GOAL OF THE EXERCISE: Copy out all of the entries below without any change.

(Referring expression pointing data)
• • • •
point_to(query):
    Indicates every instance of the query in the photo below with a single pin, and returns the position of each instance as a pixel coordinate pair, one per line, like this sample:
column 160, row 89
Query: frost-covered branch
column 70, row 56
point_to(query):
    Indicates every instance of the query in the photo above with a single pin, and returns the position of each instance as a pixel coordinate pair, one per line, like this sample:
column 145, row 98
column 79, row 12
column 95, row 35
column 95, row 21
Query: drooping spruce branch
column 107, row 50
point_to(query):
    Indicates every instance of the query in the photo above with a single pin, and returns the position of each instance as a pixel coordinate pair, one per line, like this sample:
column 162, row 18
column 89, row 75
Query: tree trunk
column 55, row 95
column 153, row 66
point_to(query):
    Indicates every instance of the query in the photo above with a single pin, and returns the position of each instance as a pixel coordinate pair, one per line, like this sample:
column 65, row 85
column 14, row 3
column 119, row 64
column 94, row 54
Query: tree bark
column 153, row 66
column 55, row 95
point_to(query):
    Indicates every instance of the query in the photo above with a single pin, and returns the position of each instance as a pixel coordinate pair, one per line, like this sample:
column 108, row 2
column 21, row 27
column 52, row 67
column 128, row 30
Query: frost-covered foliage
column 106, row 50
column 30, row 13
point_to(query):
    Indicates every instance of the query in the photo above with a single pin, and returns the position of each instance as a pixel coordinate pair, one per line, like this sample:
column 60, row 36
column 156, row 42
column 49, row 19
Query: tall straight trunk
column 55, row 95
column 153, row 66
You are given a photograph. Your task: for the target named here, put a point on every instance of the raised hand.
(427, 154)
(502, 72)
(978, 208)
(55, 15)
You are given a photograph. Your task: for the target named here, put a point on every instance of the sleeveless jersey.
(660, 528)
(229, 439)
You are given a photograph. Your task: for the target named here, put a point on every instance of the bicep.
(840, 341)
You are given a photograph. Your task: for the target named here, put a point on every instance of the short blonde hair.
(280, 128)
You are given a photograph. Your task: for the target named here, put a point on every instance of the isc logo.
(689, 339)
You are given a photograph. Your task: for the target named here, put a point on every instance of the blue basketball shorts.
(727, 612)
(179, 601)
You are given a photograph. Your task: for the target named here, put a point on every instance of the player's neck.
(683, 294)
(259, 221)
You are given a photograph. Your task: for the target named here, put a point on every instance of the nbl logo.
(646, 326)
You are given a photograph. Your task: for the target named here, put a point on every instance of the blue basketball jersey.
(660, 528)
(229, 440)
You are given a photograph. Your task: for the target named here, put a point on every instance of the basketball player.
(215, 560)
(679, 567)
• • • •
ANSWER SECTION:
point_to(query):
    Indicates every instance of the query in the photo below with a single pin, and returns the position of each instance as a pixel coordinate pair, one per line, like this sample:
column 160, row 89
Query: frost-covered branch
column 70, row 56
point_to(query):
    Indicates every instance of the query in the photo above with a single pin, and returns the position of each instance as a pixel coordinate pair, one per line, like this sample:
column 145, row 98
column 79, row 12
column 95, row 35
column 95, row 21
Query: drooping spruce branch
column 107, row 50
point_to(query):
    Indicates every instance of the query in the photo above with a single pin, and returns the position of each instance as a pixel coordinate pair, one per line, like this sample:
column 162, row 18
column 89, row 75
Query: tree trunk
column 55, row 95
column 153, row 66
point_to(query):
    Indicates every instance of the query in the photo above with a single pin, and returns the position of each instance as a pixel coordinate pair, one per line, like this sample:
column 65, row 85
column 14, row 3
column 119, row 64
column 94, row 54
Query: tree bark
column 153, row 66
column 55, row 95
point_to(query):
    Indicates every instance of the query in the photo above with a single pin, and returns the position of each instance as a pixel coordinate pair, one per line, like this sample:
column 108, row 2
column 21, row 27
column 52, row 67
column 128, row 30
Query: frost-covered foliage
column 106, row 50
column 30, row 13
point_to(query):
    Indicates every instance of the query in the photo above with a single pin, and returns the position of each instance as a pixel coordinate pair, one per line, like this sample:
column 60, row 36
column 156, row 42
column 49, row 19
Query: tall straight trunk
column 55, row 95
column 153, row 66
You are given a photograph. Your task: for the target named here, put a point on every instance of the raised hand.
(427, 154)
(502, 72)
(978, 208)
(55, 15)
You are given a photograph. Your task: for the target named here, put a point on every instance of the sleeveless jersey.
(660, 528)
(229, 439)
You are given a photograph. Your task: for the target named here, put a point on every instance of the bicep.
(840, 341)
You are given a photograph. Your task: for the target named here, put a point on every instance of the short blonde hair.
(280, 128)
You are given a photograph. Your task: for the target named here, put a point on every instance of the isc logo.
(689, 339)
You are given a photograph. Your task: for the target named here, put a point on every instance of the blue basketball shorts.
(727, 612)
(179, 601)
You are given a photograph. Your task: for the target named here, put a point on every instance of the player's neck.
(683, 294)
(259, 221)
You are given a photograph. Your task: for the target named here, put a point on every instance of the nbl logo.
(646, 326)
You are given a photograph. Your task: for the target named here, put a point on every instance of the blue basketball jersey.
(660, 528)
(229, 440)
You are given a photograph. Your task: for the target named here, put a point on every instance of the basketball player.
(215, 560)
(679, 567)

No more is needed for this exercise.